New bike, a power meter, a couple of events, a dabble with coaching and more.

Looking back to November 2016 I had a target list of equipments wants

My kit needs wants are, in no particular order of cost or aero benefits

  • Helmet
  • Aerosocks
  • Shoes
  • Pedals
  • Skinsuit
  • aero bottle and cage – on the tri bars, on frame or rear seat mount or a combination for the longer events  has not yet been decided
  • Compression style socks  – not too sure of that as yet
  • Shaved legs – no cost
  • Power meter. This is probably the one that will take the most thought – along with the skinsuit.

Taking them in order, apart from looking I have done nothing with the first 3 but having bought a pair of Powertap P1 pedals I have no option but to move over to the Look Keo cleats as I will be moving the pedals around on my bikes as I ride them.

Nothing on a skinsuit and it definitely will not be this season for that as I dont want to do too much too soon. Bought a Elite Cronos bottle and cage for training and 25M TT runs and I am looking for something like a X-Labs cage holder for my new bike.

## GIVEN DATA
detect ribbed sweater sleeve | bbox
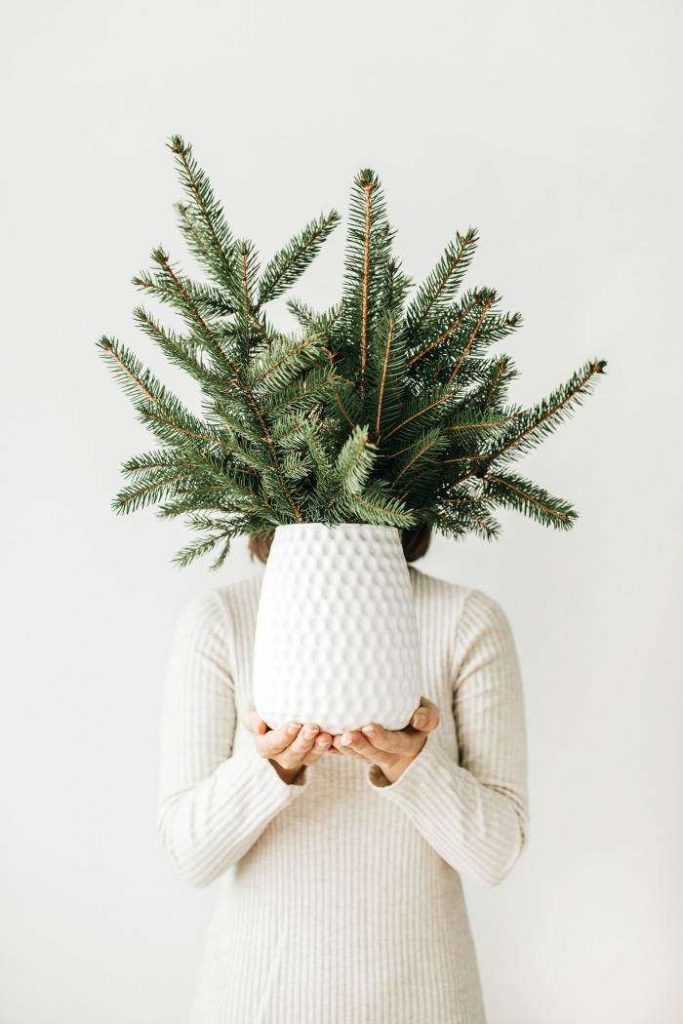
[368,590,528,886]
[158,592,305,886]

## COMPLETE THE FOLLOWING
[1] In the cycling kit text, begin at the words "Taking them in" and stop after "my new bike.". Write that part again, renaming "Powertap P1" to "Garmin Vector".
[2] Put this sentence from the cycling kit text into Spanish: "This is probably the one that will take the most thought – along with the skinsuit."

## SOLUTIONS IN ORDER
[1]
Taking them in order, apart from looking I have done nothing with the first 3 but having bought a pair of Garmin Vector pedals I have no option but to move over to the Look Keo cleats as I will be moving the pedals around on my bikes as I ride them.

Nothing on a skinsuit and it definitely will not be this season for that as I dont want to do too much too soon. Bought a Elite Cronos bottle and cage for training and 25M TT runs and I am looking for something like a X-Labs cage holder for my new bike.

[2] Este es probablemente el que requerirá más reflexión, junto con el mono.